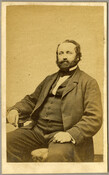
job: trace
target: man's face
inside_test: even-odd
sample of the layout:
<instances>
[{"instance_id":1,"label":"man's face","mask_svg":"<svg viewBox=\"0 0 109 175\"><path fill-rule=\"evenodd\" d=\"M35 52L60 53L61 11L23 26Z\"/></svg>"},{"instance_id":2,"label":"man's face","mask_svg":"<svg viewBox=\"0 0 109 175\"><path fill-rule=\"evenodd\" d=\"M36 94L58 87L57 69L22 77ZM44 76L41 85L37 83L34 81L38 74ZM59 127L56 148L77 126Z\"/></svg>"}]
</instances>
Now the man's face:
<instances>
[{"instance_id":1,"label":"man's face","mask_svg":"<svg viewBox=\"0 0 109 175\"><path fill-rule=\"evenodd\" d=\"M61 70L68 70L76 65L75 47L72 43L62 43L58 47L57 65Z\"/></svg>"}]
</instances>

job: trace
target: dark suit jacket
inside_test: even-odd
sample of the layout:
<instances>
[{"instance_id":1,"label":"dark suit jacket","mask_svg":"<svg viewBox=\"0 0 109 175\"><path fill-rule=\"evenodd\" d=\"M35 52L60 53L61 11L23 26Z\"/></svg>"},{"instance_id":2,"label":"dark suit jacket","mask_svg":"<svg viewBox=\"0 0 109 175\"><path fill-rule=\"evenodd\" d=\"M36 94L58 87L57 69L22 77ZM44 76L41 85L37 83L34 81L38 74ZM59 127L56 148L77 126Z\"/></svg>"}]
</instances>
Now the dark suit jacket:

* * *

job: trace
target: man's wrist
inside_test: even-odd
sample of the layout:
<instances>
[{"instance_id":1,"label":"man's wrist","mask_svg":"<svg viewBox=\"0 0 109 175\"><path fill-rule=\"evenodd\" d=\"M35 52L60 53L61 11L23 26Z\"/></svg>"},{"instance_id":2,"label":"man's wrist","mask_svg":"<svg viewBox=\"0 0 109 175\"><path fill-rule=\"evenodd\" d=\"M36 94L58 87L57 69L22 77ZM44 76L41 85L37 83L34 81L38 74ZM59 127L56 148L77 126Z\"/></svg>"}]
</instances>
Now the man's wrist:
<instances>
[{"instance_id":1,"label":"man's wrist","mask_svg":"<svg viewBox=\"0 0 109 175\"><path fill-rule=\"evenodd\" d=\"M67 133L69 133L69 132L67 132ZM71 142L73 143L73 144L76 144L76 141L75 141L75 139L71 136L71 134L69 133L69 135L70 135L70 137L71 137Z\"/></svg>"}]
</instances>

■ Exercise brief: Copy out each line above that contains the string "wrist". Case counts, so match uppercase and lowercase letters exactly.

■ Answer for the task:
target: man's wrist
[{"instance_id":1,"label":"man's wrist","mask_svg":"<svg viewBox=\"0 0 109 175\"><path fill-rule=\"evenodd\" d=\"M35 52L60 53L61 11L23 26Z\"/></svg>"},{"instance_id":2,"label":"man's wrist","mask_svg":"<svg viewBox=\"0 0 109 175\"><path fill-rule=\"evenodd\" d=\"M36 94L58 87L57 69L22 77ZM44 76L41 85L37 83L34 81L38 74ZM59 127L56 148L77 126Z\"/></svg>"}]
Now the man's wrist:
[{"instance_id":1,"label":"man's wrist","mask_svg":"<svg viewBox=\"0 0 109 175\"><path fill-rule=\"evenodd\" d=\"M67 133L69 133L69 132L67 132ZM71 142L73 143L73 144L76 144L76 141L75 141L75 139L71 136L71 134L69 133L69 135L70 135L70 137L71 137Z\"/></svg>"}]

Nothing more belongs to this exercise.